▸ What the task asks
The entries that follow include a run beginning at the line with "pixel 27 81." and ending at the line with "pixel 437 276."; restate that run word for word and leave the rest out.
[Data]
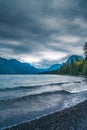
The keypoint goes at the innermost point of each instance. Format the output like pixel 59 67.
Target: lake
pixel 27 97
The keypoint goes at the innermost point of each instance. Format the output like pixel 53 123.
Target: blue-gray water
pixel 26 97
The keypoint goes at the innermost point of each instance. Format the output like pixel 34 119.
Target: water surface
pixel 26 97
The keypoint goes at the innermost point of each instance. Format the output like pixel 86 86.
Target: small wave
pixel 31 87
pixel 34 96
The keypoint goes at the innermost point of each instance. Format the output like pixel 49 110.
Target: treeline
pixel 74 68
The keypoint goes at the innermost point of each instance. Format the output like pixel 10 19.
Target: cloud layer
pixel 37 31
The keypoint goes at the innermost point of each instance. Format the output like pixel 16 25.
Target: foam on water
pixel 26 97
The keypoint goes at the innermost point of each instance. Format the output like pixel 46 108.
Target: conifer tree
pixel 85 50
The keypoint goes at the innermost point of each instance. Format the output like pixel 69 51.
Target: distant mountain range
pixel 14 66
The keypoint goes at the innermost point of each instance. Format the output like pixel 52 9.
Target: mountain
pixel 74 58
pixel 55 67
pixel 14 66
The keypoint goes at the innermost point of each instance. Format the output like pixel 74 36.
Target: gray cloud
pixel 41 28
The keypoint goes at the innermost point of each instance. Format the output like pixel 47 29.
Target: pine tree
pixel 85 50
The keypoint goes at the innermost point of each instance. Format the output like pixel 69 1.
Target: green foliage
pixel 74 68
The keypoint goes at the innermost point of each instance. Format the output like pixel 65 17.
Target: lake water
pixel 26 97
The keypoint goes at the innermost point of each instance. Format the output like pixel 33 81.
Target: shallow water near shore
pixel 26 97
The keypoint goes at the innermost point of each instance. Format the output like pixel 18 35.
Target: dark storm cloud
pixel 34 27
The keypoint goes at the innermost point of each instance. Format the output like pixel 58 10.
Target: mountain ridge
pixel 13 66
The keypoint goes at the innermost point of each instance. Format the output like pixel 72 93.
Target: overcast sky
pixel 42 32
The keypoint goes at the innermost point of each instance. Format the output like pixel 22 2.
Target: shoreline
pixel 73 118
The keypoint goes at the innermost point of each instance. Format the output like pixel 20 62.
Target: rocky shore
pixel 73 118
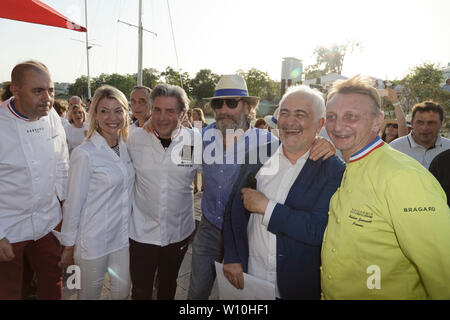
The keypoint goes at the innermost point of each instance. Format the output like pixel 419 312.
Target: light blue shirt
pixel 221 167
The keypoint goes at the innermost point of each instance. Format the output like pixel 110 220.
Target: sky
pixel 229 35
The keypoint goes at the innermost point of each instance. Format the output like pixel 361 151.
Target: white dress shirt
pixel 75 136
pixel 33 174
pixel 98 205
pixel 409 146
pixel 262 260
pixel 163 204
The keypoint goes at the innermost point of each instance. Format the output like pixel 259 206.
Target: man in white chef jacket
pixel 162 220
pixel 33 178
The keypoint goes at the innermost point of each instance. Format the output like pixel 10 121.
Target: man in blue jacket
pixel 274 223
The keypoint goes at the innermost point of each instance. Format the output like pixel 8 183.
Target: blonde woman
pixel 77 128
pixel 98 205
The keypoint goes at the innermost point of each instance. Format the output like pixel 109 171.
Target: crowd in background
pixel 113 194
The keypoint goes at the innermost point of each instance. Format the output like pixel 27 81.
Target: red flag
pixel 35 11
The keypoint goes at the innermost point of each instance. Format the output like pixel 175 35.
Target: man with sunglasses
pixel 225 145
pixel 424 143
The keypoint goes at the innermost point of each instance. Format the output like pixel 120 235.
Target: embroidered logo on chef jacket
pixel 360 218
pixel 186 154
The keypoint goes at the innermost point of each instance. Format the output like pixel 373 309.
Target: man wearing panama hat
pixel 234 111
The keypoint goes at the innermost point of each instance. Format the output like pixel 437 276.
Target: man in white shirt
pixel 33 178
pixel 162 221
pixel 275 232
pixel 424 143
pixel 140 105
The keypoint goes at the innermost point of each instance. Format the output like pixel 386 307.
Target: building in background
pixel 291 72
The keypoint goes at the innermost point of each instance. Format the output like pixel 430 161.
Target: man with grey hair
pixel 226 143
pixel 162 221
pixel 33 171
pixel 275 232
pixel 140 105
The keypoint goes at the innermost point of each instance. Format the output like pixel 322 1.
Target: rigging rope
pixel 174 44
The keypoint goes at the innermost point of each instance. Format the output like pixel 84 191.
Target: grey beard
pixel 239 123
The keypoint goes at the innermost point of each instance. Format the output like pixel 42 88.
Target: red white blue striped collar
pixel 375 144
pixel 15 112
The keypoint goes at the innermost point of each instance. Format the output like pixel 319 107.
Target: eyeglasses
pixel 393 125
pixel 218 103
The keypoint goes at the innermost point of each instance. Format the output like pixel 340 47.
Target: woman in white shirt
pixel 77 128
pixel 98 205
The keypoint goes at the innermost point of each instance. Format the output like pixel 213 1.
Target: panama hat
pixel 232 86
pixel 272 120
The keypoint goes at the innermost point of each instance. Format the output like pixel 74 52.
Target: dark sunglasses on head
pixel 218 103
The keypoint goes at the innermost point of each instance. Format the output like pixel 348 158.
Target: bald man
pixel 33 178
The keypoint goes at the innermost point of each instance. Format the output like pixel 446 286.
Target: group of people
pixel 281 206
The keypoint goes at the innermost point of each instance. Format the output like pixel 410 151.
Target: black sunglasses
pixel 218 103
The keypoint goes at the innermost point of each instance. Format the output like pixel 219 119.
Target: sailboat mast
pixel 87 51
pixel 140 35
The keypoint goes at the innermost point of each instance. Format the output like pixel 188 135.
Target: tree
pixel 330 60
pixel 176 78
pixel 79 88
pixel 261 85
pixel 423 83
pixel 204 84
pixel 150 77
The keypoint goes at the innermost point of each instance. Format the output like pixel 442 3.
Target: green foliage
pixel 423 83
pixel 150 77
pixel 261 85
pixel 179 79
pixel 203 84
pixel 330 60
[/Data]
▸ Your solution
The keypoint goes at the innermost point of each instance. Format the output like pixel 27 81.
Target: red flag
pixel 35 11
The keypoint goes at the innermost point of each instance. Format the output like pixel 175 35.
Target: man with sunglasses
pixel 225 145
pixel 424 143
The keypoint goes at the innermost point of each instance. Format the output like pixel 120 235.
Target: embroidered logo on chef jacket
pixel 360 218
pixel 186 154
The keypoint goes at the innermost point of each instance. Format the output like pixel 373 309.
Target: man wearing panama hat
pixel 234 111
The keypoint goes at the innermost point of each instance. Format the output like pixel 437 276.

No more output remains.